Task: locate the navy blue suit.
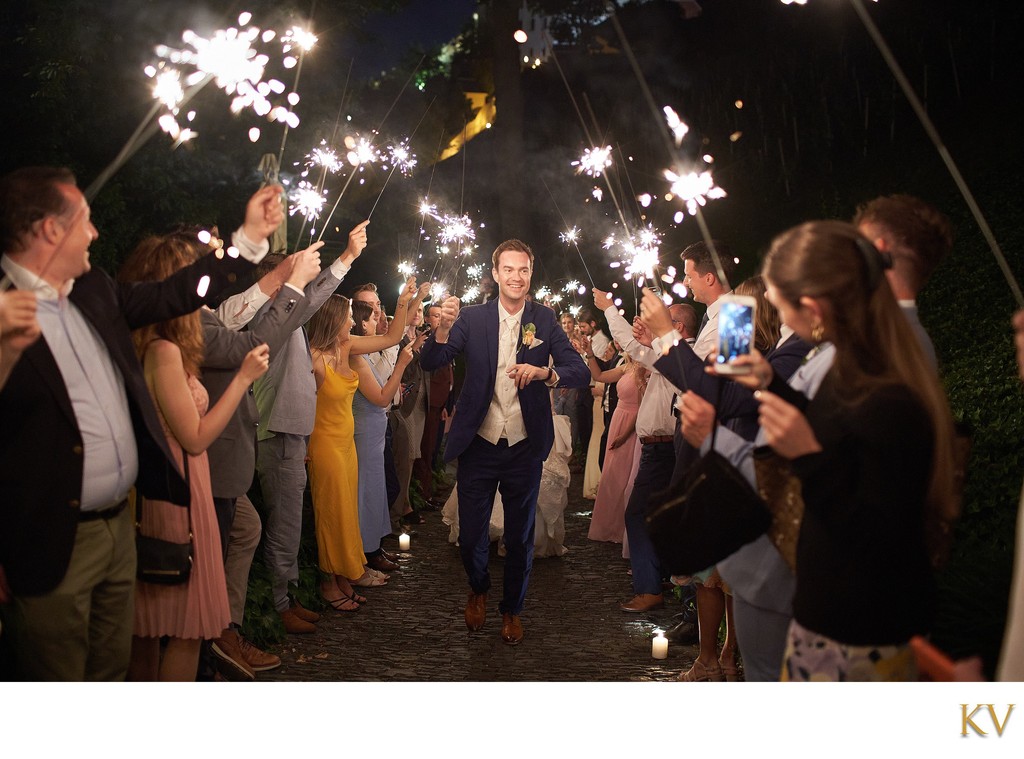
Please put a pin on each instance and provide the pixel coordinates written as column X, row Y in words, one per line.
column 484, row 468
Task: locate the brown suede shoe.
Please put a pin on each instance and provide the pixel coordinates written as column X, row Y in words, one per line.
column 257, row 659
column 476, row 610
column 302, row 613
column 295, row 624
column 643, row 602
column 230, row 663
column 511, row 629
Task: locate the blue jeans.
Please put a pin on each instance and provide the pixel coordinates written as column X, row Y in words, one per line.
column 656, row 461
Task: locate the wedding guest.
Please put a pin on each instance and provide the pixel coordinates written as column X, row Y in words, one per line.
column 18, row 329
column 67, row 541
column 375, row 394
column 171, row 352
column 608, row 519
column 286, row 398
column 438, row 395
column 333, row 456
column 873, row 452
column 232, row 455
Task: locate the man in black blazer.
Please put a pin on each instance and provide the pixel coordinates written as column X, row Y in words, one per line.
column 80, row 427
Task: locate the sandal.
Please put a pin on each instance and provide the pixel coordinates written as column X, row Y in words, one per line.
column 699, row 673
column 369, row 580
column 730, row 671
column 345, row 603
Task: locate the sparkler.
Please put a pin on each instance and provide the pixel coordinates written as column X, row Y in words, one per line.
column 693, row 188
column 229, row 59
column 307, row 201
column 593, row 162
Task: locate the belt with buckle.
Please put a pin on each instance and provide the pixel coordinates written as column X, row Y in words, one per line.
column 650, row 439
column 108, row 513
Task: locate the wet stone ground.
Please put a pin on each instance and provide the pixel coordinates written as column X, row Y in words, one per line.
column 413, row 629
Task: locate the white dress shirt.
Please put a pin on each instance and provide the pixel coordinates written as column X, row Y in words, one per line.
column 654, row 416
column 504, row 417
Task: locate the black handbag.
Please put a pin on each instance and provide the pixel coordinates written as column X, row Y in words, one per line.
column 710, row 514
column 161, row 561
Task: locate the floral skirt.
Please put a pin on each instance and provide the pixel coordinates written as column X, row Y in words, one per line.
column 810, row 657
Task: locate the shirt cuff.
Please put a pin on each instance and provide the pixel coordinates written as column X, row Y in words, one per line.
column 252, row 252
column 662, row 344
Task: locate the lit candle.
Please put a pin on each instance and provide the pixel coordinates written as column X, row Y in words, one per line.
column 659, row 645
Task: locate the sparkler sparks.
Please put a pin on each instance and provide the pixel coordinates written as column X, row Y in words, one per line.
column 227, row 58
column 457, row 229
column 679, row 129
column 360, row 151
column 326, row 158
column 693, row 188
column 306, row 202
column 298, row 37
column 401, row 158
column 594, row 162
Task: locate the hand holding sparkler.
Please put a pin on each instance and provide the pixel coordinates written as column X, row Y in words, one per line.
column 255, row 364
column 450, row 312
column 263, row 213
column 305, row 265
column 641, row 334
column 602, row 299
column 356, row 242
column 655, row 313
column 417, row 303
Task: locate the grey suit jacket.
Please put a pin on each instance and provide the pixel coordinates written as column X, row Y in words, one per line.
column 232, row 455
column 286, row 395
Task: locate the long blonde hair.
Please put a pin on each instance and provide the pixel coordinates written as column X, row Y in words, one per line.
column 875, row 344
column 767, row 326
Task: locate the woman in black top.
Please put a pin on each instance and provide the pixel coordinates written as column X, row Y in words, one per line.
column 873, row 452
:::
Any pictures should be dropped; transcribe the rest of the records above exactly.

Task: locate the navy blue suit.
Please put a pin on each instance and provide the pixel coordinates written as column X, row Y in words, one per line.
column 484, row 468
Task: locate the brown suede shoe.
Please put a pin on each instance and provide the pixel coordinates written as column X, row Y in words, one per line.
column 257, row 659
column 476, row 610
column 302, row 613
column 295, row 624
column 643, row 602
column 230, row 663
column 511, row 629
Task: locate the blue jeans.
Please put a pin on each instance and provide the pixel coordinates written as column X, row Y in words, one per line.
column 656, row 461
Task: locate the wedding guest.
Please put a pin on each instance and provide the pixel coordinates written as column X, row Y in words, one per line.
column 18, row 329
column 67, row 541
column 375, row 394
column 171, row 352
column 608, row 519
column 286, row 398
column 438, row 395
column 333, row 456
column 873, row 452
column 232, row 455
Task: locate the man in black blazer.
Please put a pin on each instance and provide the pixel coordinates written as column X, row Y in words, one per line.
column 80, row 427
Task: locate the sandal.
Please put a pin on each instance and provide the pixel coordinates written as column X, row Y in words, one per line.
column 699, row 673
column 369, row 580
column 730, row 671
column 345, row 603
Task: locate the sparkler.
Please put a pin on each instance and provide the pixel coordinates written as column X, row Y in words, one per line.
column 693, row 188
column 229, row 59
column 307, row 201
column 593, row 162
Task: locate the belt with buckle.
Please put a pin on each instance and provide the pixel coordinates written as column X, row Y in words, one per line.
column 650, row 439
column 108, row 513
Task: locate the wet stone ground.
Please put a pin on each instance and provide the pixel coordinates written as column X, row Y in words, one per line.
column 413, row 629
Task: locate the white dress shirt.
Please put a pin on each instance and provide the pixel coordinates written as column X, row Y in words, one per line.
column 654, row 416
column 504, row 417
Task: locate the black handbag.
Please put a pin on each instance and provide the pixel coordinates written as column X, row Y in words, one per line.
column 710, row 514
column 161, row 561
Task: locate the floral skirt.
Please put a pin on each instance and provide the pixel coordinates written as column X, row Y in words, one per line.
column 810, row 657
Task: locate the shirt cuff.
Please put a pin on each instance and provide the pixel coordinates written as column X, row Y in words, one per line.
column 252, row 252
column 662, row 344
Task: locate the lit candle.
Please put a pin on each instance and provide the pixel coordinates written as column X, row Y in words, one per line.
column 659, row 645
Task: locate the sparkler sparks.
Please put a pin on each instance and provide the pixel coordinates written as column X, row Y in words, one per line.
column 227, row 58
column 457, row 229
column 679, row 129
column 360, row 151
column 326, row 158
column 693, row 188
column 306, row 202
column 298, row 37
column 401, row 158
column 594, row 162
Task: locate the hand holding sparkler.
Please put a pin on each instance and provide the pixel coordinates written as column X, row Y in words, one per line.
column 255, row 364
column 450, row 312
column 263, row 213
column 305, row 265
column 641, row 334
column 602, row 299
column 356, row 242
column 655, row 313
column 417, row 303
Task: locate the grey suit jacket.
Please put a pin on each instance and provide the pixel coordinates written as column X, row Y in words, one per line.
column 232, row 455
column 286, row 395
Task: locate the long blonde hair.
Please put a pin on each instance and provide the pixel coordinates written as column X, row Y in words, one per line.
column 875, row 344
column 767, row 326
Task: locate the woman in black top.
Please put a pin on each instance and provide the pixel coordinates written as column X, row Y in words, one per line.
column 873, row 452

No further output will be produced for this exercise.